RECORDS FOR THIS EXERCISE:

begin

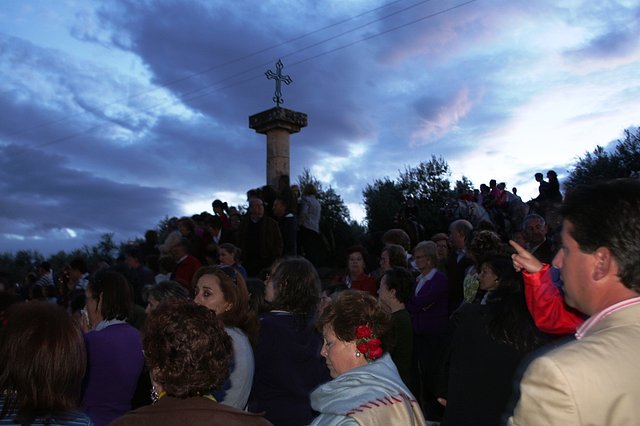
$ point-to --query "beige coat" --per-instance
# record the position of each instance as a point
(592, 381)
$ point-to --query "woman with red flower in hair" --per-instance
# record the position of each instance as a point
(366, 387)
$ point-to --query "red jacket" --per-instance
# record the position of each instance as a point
(546, 304)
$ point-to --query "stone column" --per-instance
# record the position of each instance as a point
(277, 123)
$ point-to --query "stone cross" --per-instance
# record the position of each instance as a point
(278, 77)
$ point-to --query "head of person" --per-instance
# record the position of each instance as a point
(397, 236)
(356, 331)
(280, 207)
(77, 268)
(356, 261)
(425, 254)
(42, 361)
(535, 229)
(109, 297)
(133, 258)
(186, 349)
(442, 244)
(181, 248)
(392, 255)
(256, 208)
(395, 287)
(460, 233)
(151, 236)
(218, 207)
(294, 286)
(214, 225)
(164, 290)
(186, 226)
(228, 254)
(224, 291)
(600, 249)
(484, 243)
(495, 271)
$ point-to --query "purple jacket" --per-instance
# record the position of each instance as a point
(429, 308)
(115, 362)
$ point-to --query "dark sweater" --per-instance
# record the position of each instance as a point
(288, 368)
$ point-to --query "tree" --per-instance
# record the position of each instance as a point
(623, 161)
(334, 219)
(429, 184)
(382, 201)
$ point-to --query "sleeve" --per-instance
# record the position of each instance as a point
(546, 304)
(546, 397)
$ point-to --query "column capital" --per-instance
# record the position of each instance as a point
(278, 118)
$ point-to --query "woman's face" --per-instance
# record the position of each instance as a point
(151, 305)
(93, 308)
(384, 261)
(356, 264)
(488, 279)
(226, 258)
(209, 294)
(340, 356)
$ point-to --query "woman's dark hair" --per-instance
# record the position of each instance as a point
(116, 294)
(510, 321)
(42, 362)
(297, 286)
(353, 308)
(257, 303)
(400, 280)
(166, 290)
(186, 348)
(235, 292)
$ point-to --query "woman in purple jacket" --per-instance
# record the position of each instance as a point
(114, 348)
(428, 306)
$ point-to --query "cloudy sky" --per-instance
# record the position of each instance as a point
(118, 113)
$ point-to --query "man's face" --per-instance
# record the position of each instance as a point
(575, 269)
(535, 231)
(278, 208)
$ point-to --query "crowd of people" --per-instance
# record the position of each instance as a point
(225, 320)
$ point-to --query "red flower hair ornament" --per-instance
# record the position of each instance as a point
(368, 344)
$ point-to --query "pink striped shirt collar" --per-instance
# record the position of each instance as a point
(583, 330)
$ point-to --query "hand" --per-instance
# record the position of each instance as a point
(522, 259)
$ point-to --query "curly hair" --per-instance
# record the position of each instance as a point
(42, 361)
(509, 319)
(353, 308)
(234, 290)
(297, 286)
(186, 348)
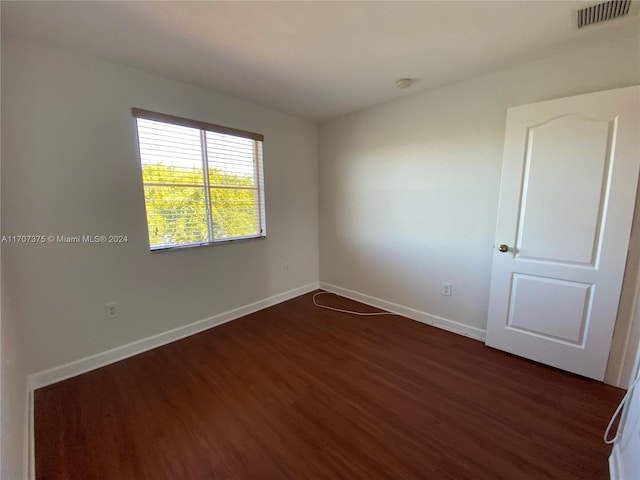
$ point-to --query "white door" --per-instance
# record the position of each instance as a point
(569, 178)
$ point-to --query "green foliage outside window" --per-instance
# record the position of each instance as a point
(177, 213)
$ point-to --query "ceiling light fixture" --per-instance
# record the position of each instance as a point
(404, 83)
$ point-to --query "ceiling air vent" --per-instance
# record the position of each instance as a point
(603, 12)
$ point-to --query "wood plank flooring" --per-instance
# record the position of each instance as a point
(298, 392)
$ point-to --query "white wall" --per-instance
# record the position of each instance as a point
(13, 388)
(70, 166)
(409, 189)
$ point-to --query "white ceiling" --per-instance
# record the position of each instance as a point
(316, 60)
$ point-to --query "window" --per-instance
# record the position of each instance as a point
(202, 183)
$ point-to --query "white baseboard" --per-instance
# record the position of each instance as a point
(77, 367)
(413, 314)
(614, 464)
(30, 450)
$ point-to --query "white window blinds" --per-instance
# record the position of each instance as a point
(202, 183)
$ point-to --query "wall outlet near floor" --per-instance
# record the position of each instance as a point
(110, 310)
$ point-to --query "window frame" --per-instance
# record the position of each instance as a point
(204, 127)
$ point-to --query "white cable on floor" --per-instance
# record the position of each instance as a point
(346, 311)
(617, 412)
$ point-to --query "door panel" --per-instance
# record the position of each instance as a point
(565, 181)
(561, 317)
(569, 178)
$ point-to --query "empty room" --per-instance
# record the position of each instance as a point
(320, 240)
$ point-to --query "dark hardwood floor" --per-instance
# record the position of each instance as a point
(298, 392)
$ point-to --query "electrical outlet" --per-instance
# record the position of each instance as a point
(110, 310)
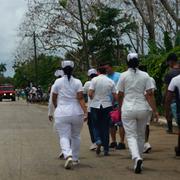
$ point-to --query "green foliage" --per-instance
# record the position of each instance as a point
(167, 42)
(25, 73)
(109, 26)
(177, 40)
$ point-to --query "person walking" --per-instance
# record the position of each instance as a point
(91, 74)
(100, 89)
(134, 108)
(114, 76)
(174, 67)
(70, 110)
(174, 90)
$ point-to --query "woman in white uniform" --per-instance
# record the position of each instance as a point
(69, 113)
(133, 103)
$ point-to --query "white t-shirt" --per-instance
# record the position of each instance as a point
(86, 89)
(103, 87)
(133, 85)
(67, 102)
(175, 83)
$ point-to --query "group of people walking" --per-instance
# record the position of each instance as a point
(131, 94)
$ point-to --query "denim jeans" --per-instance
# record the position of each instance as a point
(101, 120)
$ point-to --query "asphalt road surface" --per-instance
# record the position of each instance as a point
(29, 149)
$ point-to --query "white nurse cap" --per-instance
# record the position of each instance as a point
(131, 56)
(67, 63)
(59, 73)
(92, 71)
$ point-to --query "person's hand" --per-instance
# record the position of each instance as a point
(50, 118)
(85, 117)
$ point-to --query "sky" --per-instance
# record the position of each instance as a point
(11, 15)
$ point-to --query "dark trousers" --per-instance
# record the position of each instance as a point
(101, 120)
(91, 128)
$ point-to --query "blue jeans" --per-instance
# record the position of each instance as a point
(101, 121)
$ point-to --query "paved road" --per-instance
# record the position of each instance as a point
(29, 149)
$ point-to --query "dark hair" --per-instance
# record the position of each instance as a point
(133, 63)
(172, 57)
(102, 70)
(93, 75)
(143, 68)
(68, 71)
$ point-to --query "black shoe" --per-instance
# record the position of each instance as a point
(106, 154)
(177, 150)
(138, 167)
(121, 146)
(113, 145)
(98, 150)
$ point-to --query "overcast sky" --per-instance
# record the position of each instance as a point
(11, 15)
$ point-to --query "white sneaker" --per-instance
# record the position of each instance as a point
(75, 163)
(93, 147)
(147, 148)
(69, 163)
(138, 165)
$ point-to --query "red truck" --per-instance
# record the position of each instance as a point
(7, 92)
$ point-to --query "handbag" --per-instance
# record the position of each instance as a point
(115, 115)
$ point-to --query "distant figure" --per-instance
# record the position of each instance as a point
(174, 67)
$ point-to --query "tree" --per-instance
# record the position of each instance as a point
(2, 69)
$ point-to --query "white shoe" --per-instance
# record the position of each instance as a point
(147, 148)
(138, 165)
(75, 163)
(69, 163)
(93, 147)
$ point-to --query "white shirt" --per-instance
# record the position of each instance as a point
(175, 83)
(103, 87)
(86, 89)
(133, 85)
(67, 102)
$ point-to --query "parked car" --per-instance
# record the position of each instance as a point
(7, 92)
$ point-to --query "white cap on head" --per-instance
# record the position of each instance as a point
(67, 63)
(59, 73)
(92, 71)
(131, 56)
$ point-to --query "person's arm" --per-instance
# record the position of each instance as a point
(151, 100)
(82, 104)
(168, 100)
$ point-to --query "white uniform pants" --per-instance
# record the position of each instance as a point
(134, 123)
(69, 129)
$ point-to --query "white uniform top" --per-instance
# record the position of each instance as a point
(133, 85)
(175, 83)
(103, 87)
(67, 102)
(86, 89)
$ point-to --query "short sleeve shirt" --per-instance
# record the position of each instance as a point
(133, 85)
(67, 102)
(103, 87)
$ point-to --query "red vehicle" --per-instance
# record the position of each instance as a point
(7, 92)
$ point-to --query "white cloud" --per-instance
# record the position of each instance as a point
(11, 13)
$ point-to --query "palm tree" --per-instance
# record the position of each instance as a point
(2, 69)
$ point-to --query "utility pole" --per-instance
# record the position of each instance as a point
(83, 35)
(35, 58)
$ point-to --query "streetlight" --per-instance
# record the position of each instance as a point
(35, 56)
(83, 35)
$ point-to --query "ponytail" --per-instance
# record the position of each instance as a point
(68, 71)
(133, 63)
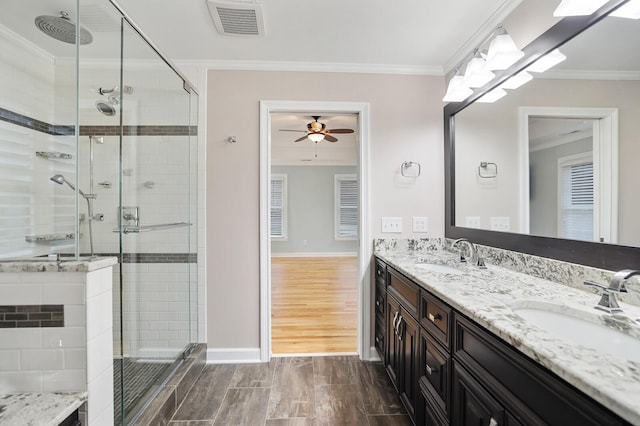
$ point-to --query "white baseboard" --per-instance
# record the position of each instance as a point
(310, 254)
(233, 356)
(373, 354)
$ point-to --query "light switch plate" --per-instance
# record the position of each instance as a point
(392, 224)
(501, 224)
(473, 222)
(420, 224)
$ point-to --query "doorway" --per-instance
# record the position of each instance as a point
(337, 258)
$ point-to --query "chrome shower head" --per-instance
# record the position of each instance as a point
(59, 179)
(61, 28)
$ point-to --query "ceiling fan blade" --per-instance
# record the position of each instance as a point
(339, 131)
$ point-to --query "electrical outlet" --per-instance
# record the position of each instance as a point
(473, 222)
(501, 224)
(420, 224)
(392, 224)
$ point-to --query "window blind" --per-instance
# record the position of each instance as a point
(278, 206)
(347, 195)
(577, 201)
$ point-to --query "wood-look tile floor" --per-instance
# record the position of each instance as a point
(314, 305)
(297, 391)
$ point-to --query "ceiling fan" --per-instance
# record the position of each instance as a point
(317, 131)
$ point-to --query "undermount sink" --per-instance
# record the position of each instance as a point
(584, 328)
(440, 269)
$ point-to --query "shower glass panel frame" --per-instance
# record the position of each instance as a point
(128, 178)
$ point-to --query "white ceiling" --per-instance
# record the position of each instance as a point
(414, 36)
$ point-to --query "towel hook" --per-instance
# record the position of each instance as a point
(408, 165)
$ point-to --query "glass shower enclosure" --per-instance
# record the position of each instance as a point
(98, 155)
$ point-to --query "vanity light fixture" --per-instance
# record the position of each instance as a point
(578, 7)
(503, 52)
(316, 137)
(477, 74)
(629, 10)
(517, 80)
(457, 91)
(549, 60)
(492, 96)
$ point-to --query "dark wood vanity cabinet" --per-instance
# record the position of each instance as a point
(450, 371)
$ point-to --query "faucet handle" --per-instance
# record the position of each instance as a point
(595, 284)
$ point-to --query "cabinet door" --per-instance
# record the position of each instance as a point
(409, 337)
(393, 351)
(471, 404)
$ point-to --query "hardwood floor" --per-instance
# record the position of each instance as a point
(314, 305)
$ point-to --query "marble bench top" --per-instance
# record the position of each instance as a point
(39, 409)
(43, 265)
(488, 296)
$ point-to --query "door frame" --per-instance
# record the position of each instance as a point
(365, 249)
(605, 156)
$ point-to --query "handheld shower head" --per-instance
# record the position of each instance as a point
(59, 179)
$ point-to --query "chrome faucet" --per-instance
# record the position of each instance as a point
(608, 301)
(474, 258)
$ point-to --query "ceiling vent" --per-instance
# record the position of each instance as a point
(237, 18)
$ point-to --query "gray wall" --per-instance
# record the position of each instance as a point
(310, 212)
(543, 167)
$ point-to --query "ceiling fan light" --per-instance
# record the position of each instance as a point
(503, 52)
(517, 80)
(549, 60)
(457, 91)
(316, 137)
(492, 96)
(477, 74)
(578, 7)
(630, 10)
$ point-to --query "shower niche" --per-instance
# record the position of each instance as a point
(96, 126)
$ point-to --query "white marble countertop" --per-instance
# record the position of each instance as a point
(489, 296)
(41, 264)
(38, 409)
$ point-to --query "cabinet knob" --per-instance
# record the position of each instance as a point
(434, 318)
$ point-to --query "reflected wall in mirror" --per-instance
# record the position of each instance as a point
(579, 119)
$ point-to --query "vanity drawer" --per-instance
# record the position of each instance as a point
(436, 317)
(406, 291)
(434, 370)
(380, 272)
(379, 303)
(528, 389)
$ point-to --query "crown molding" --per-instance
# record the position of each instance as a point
(481, 35)
(589, 75)
(312, 67)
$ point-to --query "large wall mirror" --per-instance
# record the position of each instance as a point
(549, 169)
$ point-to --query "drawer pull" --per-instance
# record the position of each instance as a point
(434, 318)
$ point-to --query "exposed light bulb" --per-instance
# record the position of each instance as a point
(477, 74)
(578, 7)
(547, 61)
(316, 137)
(503, 52)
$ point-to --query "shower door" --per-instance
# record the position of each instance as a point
(157, 222)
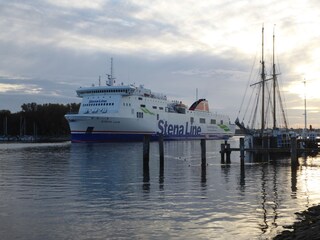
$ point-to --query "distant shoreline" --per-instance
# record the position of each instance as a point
(32, 139)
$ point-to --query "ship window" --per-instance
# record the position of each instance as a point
(139, 114)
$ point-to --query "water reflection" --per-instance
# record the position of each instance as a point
(105, 191)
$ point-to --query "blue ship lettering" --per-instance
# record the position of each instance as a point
(176, 129)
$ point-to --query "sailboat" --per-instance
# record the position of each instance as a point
(267, 100)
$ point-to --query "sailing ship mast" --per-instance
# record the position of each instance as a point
(274, 77)
(263, 79)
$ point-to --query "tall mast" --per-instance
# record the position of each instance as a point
(305, 107)
(274, 77)
(263, 78)
(110, 76)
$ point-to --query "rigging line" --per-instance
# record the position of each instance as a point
(253, 103)
(248, 105)
(256, 108)
(269, 103)
(248, 83)
(282, 110)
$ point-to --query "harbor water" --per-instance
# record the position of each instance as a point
(102, 191)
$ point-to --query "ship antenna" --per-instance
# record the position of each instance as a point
(111, 79)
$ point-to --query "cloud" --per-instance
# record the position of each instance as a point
(49, 48)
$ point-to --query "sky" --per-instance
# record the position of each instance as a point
(184, 49)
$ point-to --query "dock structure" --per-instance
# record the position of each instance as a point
(295, 148)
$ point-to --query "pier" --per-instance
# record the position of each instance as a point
(294, 150)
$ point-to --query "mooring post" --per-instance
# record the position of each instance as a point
(203, 152)
(242, 151)
(228, 153)
(294, 152)
(222, 147)
(146, 150)
(161, 152)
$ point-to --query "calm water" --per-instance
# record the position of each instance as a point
(100, 191)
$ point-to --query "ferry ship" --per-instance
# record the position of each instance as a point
(127, 113)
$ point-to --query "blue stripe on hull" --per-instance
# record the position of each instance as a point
(110, 137)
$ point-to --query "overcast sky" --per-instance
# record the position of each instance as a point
(49, 48)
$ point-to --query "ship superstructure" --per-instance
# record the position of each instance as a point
(127, 113)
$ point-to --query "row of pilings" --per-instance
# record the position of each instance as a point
(226, 150)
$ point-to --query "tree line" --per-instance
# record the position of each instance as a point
(37, 119)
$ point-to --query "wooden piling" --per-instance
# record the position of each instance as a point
(146, 150)
(203, 152)
(242, 151)
(294, 152)
(161, 152)
(222, 147)
(228, 153)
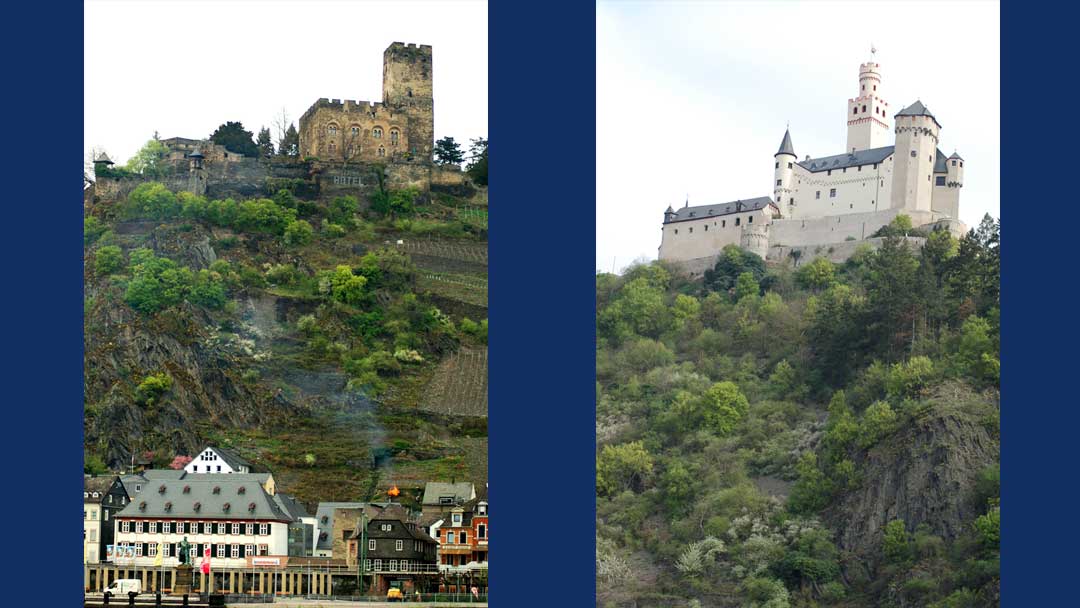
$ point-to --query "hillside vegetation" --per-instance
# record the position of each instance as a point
(825, 435)
(299, 333)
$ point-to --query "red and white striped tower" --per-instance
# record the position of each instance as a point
(868, 112)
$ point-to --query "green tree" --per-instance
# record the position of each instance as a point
(746, 286)
(235, 139)
(448, 151)
(732, 262)
(724, 406)
(289, 145)
(108, 260)
(150, 390)
(298, 233)
(149, 160)
(622, 467)
(819, 274)
(265, 144)
(152, 200)
(477, 161)
(896, 543)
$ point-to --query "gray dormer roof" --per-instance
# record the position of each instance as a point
(918, 109)
(851, 159)
(700, 212)
(785, 146)
(166, 498)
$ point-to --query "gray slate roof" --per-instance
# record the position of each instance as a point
(174, 502)
(917, 109)
(289, 505)
(785, 146)
(461, 491)
(848, 160)
(699, 212)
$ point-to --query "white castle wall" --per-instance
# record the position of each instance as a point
(858, 190)
(705, 237)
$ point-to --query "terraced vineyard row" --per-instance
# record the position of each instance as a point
(464, 252)
(460, 384)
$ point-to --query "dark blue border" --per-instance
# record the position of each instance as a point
(1040, 417)
(42, 296)
(542, 302)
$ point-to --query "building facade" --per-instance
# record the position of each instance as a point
(825, 202)
(102, 499)
(232, 518)
(400, 127)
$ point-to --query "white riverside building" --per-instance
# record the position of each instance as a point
(827, 205)
(232, 516)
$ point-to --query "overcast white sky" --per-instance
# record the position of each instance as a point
(692, 98)
(184, 68)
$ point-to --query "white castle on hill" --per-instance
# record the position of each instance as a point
(827, 205)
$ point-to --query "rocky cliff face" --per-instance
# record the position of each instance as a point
(922, 474)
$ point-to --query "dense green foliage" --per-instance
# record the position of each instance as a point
(235, 138)
(733, 413)
(448, 151)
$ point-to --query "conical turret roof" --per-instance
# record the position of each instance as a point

end

INSTRUCTIONS TO FOLLOW: How many lines in the records above contain the string "road"? Reply with the number alone.

TASK ANSWER: 2